▶ [Data provided]

----------

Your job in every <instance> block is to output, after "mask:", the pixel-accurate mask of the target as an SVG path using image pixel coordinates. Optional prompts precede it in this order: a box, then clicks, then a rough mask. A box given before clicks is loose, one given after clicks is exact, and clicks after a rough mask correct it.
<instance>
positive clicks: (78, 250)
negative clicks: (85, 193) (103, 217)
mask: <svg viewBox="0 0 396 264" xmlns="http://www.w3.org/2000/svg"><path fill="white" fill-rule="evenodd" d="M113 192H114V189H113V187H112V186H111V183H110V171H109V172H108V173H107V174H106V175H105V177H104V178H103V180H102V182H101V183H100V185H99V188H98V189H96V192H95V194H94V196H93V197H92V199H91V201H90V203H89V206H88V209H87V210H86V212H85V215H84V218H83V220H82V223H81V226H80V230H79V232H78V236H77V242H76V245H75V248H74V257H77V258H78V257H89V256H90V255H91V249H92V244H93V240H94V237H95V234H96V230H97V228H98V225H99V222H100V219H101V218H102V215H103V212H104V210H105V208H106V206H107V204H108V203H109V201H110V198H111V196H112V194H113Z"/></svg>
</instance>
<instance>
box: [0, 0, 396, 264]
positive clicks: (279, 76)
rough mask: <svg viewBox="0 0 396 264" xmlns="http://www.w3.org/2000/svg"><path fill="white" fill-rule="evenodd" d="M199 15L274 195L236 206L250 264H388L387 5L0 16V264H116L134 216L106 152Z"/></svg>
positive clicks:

----------

Please write out every one of the lines above again, character for character.

▶ [Answer box]
Your job in every <instance> block is to output, after "mask:", the pixel-accurate mask of the target as an SVG path using image pixel coordinates. Optional prompts precede it in this order: a box, then clicks, then a rough mask. A box given before clicks is loose, one given after clicks is exact, and clicks after a rough mask correct it.
<instance>
positive clicks: (78, 250)
negative clicks: (85, 193) (103, 217)
mask: <svg viewBox="0 0 396 264" xmlns="http://www.w3.org/2000/svg"><path fill="white" fill-rule="evenodd" d="M113 192H114V189H113V187H112V186H111V183H110V171H109V172H108V173H107V174H106V175H105V177H104V178H103V180H102V182H101V183H100V185H99V188H98V189H96V192H95V194H94V196H93V197H92V199H91V201H90V203H89V206H88V209H87V210H86V212H85V215H84V218H83V220H82V223H81V226H80V230H79V232H78V236H77V242H76V245H75V248H74V257H77V258H78V257H89V256H90V255H91V249H92V244H93V240H94V237H95V234H96V230H97V228H98V225H99V222H100V219H101V218H102V215H103V212H104V210H105V208H106V206H107V204H108V203H109V201H110V198H111V196H112V194H113Z"/></svg>
</instance>
<instance>
box: [0, 0, 396, 264]
positive clicks: (279, 76)
rough mask: <svg viewBox="0 0 396 264" xmlns="http://www.w3.org/2000/svg"><path fill="white" fill-rule="evenodd" d="M199 15L274 195L236 206L250 264H388L387 5L0 16V264H116L134 216L106 152Z"/></svg>
positive clicks:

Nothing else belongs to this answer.